- [TASKS TO PERFORM]:
1. In the excerpt on gifted girls, condense the paragraph beginning "Some research has suggested" into a shorter version that keeps its main facts.
2. List every change in a woman's life that the excerpt on gifted girls gives as a way some dilemmas shift or are resolved.
3. Write the next part of the text on the social and emotional issues of gifted girls, starting after its final sentence.

- [EXCERPT]:

Social and Emotional Issues Faced by Gifted Girls in Elementary and Secondary School

Updated: Jan 12, 2019

By Sally Reis.


Citation: From The SENG Newsletter. 2002 2(3) 1-5.


Research with talented girls and women has revealed a number of personality factors, personal priorities, and social emotional issues that have consistently emerged as contributing reasons that many either cannot or do not realize their potential. Not all gifted females experience the same issues, but trends have been found in research about talented women that identify a combination of the following contributing reasons: dilemmas about abilities and talents, personal decisions about family, ambivalence of parents and teachers toward developing high levels of potential, and decisions about duty and caring (putting the needs of others first) as opposed to nurturing personal, religious, and social issues.


The personal and social emotional issues occur across women’s lifespans. Some affect the youngest girls and some are only apparent to women who have become involved in serious relationships in their college or graduate school years, or had children later in their lives. Older gifted women resolve many personal issues relating to ability and social issues experienced by younger gifted girls. It is also important to understand that some of these dilemmas cannot be resolved to the satisfaction of everyone involved. Rather, some dilemmas shift or are resolved due to changes in a woman’s life, such as the maturation of her children, the dissolution of a relationship, the reemergence of other relationships, or a change in environments at work or home. Therefore, it is difficult, if not impossible, when discussing social and emotional issues, to discuss gifted girls without discussing gifted women, because many young gifted girls believe that they can “do it all” or “have it all,” while many older gifted females have learned that they cannot. These gifted girls were extremely bright in school, but as they got older, ambivalence about their future caused their hopes and career dreams to waver. Preventing this, and learning more about why hopes fade, is the reason that much of the research about gifted girls and women continues.


Some research has suggested that belief in ability and self-confidence of talented females is undermined or diminished during childhood or adolescence. In a recent qualitative study of five talented adolescents, not one participant attributed her success in school to extraordinary ability (Callahan, Cunningham, & Plucker, 1994). Other recent research has indicated that despite a degree of “feminine modesty,” some gifted students acknowledged their abilities despite admitting to having fears about the future (Reis, Hébert, Diaz, Maxfield, & Ratley, 1995). What factors help some smart young girls become self-fulfilled, talented adults who can achieve at high levels and enjoy personal happiness? Studies of gifted women provide essential information about experiences of smart girls during childhood and adolescence. Some of these experiences cause confusion about future career and personal goals. The following review of research focuses on the social and emotional issues faced by gifted females, and includes issues related to external barriers and internal barriers experienced by gifted and talented girls and women.

- [DATA PROVIDED]:
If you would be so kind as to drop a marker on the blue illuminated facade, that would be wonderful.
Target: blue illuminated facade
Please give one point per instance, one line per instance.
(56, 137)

- [RESULTS OF THE EXERCISE]:
1. Research suggests that talented girls' belief in their ability and their self-confidence may be undermined during childhood or adolescence. In a qualitative study of five talented adolescents, none credited her school success to extraordinary ability (Callahan, Cunningham, & Plucker, 1994). Other research found that some gifted students acknowledged their abilities despite "feminine modesty" and fears about the future (Reis, Hébert, Diaz, Maxfield, & Ratley, 1995). The paragraph asks what helps some smart girls become self-fulfilled, high-achieving, and happy adults. Studies of gifted women shed light on childhood and adolescent experiences, some of which cause confusion about career and personal goals. The review that follows covers the social and emotional issues faced by gifted females, including external and internal barriers.

2.
- the maturation of her children
- the dissolution of a relationship
- the reemergence of other relationships
- a change in environments at work or home

3.
External Barriers The importance of environmental variables on the development of gifted and talented females cannot be overstated. Almost from birth, females find themselves in a world of limiting stereotypes and barriers to achievement. Research has identified external barriers that seem to negatively influence the development of talents and gifts in some gifted girls and women. These barriers include the role of parents, school, and the environment in general, as well as the need to develop a set of philosophical beliefs that is essential to the development of creative and academic potential. In a society in which the majority of our leaders, politicians, artists, musicians, and inventors are male, a young female may not develop a philosophical belief about her own creative potential. A brief discussion of some external barriers follows.


Parental Influences on Talented Females Recent research has established the importance of parents’ attitudes and beliefs about the academic self-perceptions and achievement of their children (Hess, Holloway, Dickson, & Price, 1984; McGillicuddy-De Lisi, 1985; Parsons, Adler, & Kaczala, 1982; Stevenson & Newman, 1986). In some studies, parents’ beliefs about children’s abilities had an even greater effect on children’s self-perceptions than previous performance (Parsons, Adler, & Kaczala, 1982). Phillips (1987) confirmed this finding in her study of high ability students, and a recent study of parental influence on math self-concept with gifted female adolescents as subjects found consistently significant correlations between parent expectations and student math self-concept (Dickens, 1990). Reis found that memories of negative parental comments haunt gifted and talented women decades after they left home (Reis, 1995; 1998). This research provides compelling evidence of the difficulty of addressing this problem. Parental opinions matter greatly to young girls, and the messages sent by subtle and not-so-subtle verbal and nonverbal interactions may encourage or discourage girls for life.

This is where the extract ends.